Records from a point labeling set

┌──

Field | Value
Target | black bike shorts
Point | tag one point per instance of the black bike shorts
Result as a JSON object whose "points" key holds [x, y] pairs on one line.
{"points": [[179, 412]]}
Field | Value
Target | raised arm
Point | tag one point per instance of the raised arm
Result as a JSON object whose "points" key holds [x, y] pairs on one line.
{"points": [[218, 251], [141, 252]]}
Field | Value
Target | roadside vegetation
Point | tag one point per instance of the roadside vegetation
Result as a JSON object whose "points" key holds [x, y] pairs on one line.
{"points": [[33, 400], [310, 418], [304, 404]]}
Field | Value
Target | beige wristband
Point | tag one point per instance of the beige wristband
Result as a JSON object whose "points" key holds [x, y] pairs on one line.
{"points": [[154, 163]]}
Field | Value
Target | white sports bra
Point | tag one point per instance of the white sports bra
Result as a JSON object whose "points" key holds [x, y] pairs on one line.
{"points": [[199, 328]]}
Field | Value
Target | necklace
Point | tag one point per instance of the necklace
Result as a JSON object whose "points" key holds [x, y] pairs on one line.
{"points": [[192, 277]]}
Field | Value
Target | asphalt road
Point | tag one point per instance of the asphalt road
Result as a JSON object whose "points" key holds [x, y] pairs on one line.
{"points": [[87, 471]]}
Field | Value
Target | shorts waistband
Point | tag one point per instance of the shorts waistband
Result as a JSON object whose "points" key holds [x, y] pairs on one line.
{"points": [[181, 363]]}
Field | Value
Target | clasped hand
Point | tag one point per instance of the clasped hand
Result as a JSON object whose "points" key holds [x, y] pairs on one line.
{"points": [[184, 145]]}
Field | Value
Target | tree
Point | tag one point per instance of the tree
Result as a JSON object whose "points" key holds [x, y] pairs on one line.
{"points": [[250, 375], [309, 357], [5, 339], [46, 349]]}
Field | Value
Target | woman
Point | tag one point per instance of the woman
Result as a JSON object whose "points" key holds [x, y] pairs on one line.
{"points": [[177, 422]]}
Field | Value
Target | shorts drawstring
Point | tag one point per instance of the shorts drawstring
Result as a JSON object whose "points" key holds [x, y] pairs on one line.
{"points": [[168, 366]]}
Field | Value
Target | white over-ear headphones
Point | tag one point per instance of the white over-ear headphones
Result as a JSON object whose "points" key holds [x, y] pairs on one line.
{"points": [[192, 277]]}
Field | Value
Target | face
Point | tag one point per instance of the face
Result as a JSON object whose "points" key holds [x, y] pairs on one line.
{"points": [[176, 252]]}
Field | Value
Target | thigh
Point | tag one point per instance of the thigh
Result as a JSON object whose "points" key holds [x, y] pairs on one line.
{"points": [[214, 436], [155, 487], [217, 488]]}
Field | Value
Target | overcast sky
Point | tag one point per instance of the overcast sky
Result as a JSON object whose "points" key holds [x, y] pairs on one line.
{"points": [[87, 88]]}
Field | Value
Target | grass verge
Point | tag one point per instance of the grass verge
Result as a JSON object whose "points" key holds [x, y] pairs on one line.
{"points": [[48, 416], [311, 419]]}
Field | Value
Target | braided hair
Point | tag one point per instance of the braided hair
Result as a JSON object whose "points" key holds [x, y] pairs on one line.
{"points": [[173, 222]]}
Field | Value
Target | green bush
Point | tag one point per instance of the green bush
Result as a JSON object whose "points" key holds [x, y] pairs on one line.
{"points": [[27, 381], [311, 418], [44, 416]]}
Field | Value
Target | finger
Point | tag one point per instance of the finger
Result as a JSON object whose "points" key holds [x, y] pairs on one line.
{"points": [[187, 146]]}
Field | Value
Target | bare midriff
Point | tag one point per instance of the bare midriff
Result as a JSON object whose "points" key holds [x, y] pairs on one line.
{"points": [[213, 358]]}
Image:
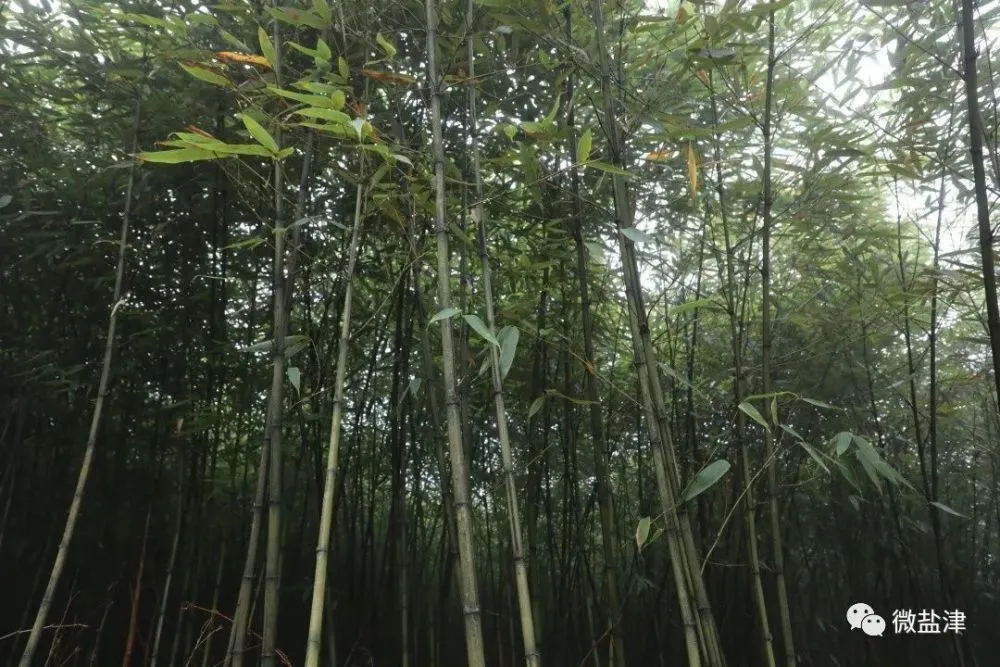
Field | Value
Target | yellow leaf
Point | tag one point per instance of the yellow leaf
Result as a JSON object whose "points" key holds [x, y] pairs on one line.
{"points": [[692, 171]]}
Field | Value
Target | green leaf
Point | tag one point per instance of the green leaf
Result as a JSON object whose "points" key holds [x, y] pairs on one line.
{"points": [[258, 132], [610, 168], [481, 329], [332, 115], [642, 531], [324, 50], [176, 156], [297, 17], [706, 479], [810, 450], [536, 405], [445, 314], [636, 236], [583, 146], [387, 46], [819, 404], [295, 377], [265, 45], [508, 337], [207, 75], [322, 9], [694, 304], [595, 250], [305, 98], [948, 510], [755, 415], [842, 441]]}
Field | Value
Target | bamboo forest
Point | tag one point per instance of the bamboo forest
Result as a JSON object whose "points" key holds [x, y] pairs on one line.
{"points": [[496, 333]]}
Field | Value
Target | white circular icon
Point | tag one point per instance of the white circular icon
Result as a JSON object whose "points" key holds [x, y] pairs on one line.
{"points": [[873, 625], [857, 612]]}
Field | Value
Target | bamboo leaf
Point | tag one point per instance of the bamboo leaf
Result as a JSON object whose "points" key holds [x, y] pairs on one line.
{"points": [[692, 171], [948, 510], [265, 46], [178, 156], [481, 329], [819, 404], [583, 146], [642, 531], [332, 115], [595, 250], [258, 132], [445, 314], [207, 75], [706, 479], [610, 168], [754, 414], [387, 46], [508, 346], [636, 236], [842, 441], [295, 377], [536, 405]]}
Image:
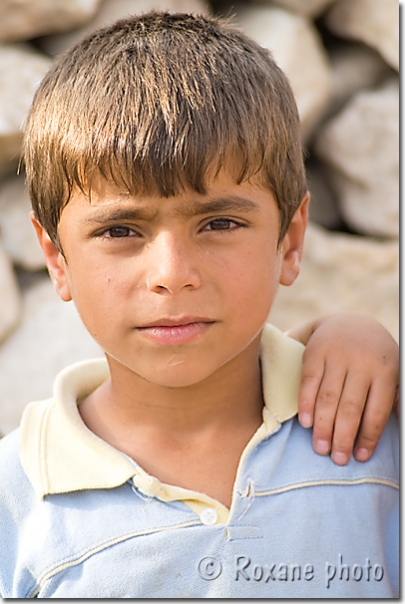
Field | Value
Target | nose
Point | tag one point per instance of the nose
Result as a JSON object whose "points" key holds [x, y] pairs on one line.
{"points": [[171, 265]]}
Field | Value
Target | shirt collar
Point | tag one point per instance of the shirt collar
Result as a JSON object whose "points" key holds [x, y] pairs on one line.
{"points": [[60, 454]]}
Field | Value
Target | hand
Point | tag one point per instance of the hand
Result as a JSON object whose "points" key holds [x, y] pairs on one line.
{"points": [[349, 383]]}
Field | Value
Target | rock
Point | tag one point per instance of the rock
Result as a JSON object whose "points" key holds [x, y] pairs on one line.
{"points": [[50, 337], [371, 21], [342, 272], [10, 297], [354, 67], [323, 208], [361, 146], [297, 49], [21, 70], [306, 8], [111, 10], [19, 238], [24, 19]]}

└──
┌──

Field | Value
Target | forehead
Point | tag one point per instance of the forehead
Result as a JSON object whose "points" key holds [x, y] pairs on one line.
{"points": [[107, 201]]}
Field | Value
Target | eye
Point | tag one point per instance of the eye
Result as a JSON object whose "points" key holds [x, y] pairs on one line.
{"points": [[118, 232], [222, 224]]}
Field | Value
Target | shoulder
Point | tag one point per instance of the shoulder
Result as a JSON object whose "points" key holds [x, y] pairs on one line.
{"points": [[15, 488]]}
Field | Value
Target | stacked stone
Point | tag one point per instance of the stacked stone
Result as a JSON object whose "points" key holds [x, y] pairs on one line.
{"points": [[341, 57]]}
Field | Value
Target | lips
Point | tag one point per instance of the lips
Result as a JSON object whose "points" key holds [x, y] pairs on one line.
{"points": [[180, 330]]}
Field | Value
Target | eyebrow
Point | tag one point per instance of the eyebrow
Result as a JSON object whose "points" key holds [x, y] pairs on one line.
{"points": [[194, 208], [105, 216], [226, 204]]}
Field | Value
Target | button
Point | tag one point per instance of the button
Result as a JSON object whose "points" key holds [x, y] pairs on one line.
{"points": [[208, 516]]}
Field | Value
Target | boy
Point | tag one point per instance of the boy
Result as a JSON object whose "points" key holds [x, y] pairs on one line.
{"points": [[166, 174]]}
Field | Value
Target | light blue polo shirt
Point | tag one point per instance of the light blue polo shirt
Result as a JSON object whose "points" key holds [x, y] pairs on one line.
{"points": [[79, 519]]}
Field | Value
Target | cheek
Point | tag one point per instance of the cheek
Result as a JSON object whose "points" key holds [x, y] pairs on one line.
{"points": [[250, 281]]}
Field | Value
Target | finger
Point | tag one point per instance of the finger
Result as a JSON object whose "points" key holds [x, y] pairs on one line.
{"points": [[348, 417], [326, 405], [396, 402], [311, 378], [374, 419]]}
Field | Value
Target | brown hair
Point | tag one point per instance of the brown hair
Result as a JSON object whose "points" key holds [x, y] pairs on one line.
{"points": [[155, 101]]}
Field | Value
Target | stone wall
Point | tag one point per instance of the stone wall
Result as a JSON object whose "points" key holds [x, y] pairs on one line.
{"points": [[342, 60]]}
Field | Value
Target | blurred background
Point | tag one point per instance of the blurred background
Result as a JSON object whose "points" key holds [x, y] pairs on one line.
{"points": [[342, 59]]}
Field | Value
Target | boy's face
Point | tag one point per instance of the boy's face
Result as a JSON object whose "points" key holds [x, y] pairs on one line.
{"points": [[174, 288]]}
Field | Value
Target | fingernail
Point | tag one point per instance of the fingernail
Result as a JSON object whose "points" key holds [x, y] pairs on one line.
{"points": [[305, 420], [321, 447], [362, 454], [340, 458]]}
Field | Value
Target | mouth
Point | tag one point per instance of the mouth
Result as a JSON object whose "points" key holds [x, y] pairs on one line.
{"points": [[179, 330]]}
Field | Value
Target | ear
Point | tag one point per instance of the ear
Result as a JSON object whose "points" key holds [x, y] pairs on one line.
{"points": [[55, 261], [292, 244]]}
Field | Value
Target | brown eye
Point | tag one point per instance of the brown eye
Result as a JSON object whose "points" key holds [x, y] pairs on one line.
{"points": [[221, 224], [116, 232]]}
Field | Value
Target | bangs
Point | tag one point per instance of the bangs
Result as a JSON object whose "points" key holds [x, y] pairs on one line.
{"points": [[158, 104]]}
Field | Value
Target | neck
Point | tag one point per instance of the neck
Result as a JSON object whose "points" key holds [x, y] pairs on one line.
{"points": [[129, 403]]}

└──

=== Problem description ===
Which lines in the records contain the word "beige"? Extract every one of them in full, matching case exactly.

=== Problem solution ===
Target | beige wristband
Point | tag one point per instance of the beige wristband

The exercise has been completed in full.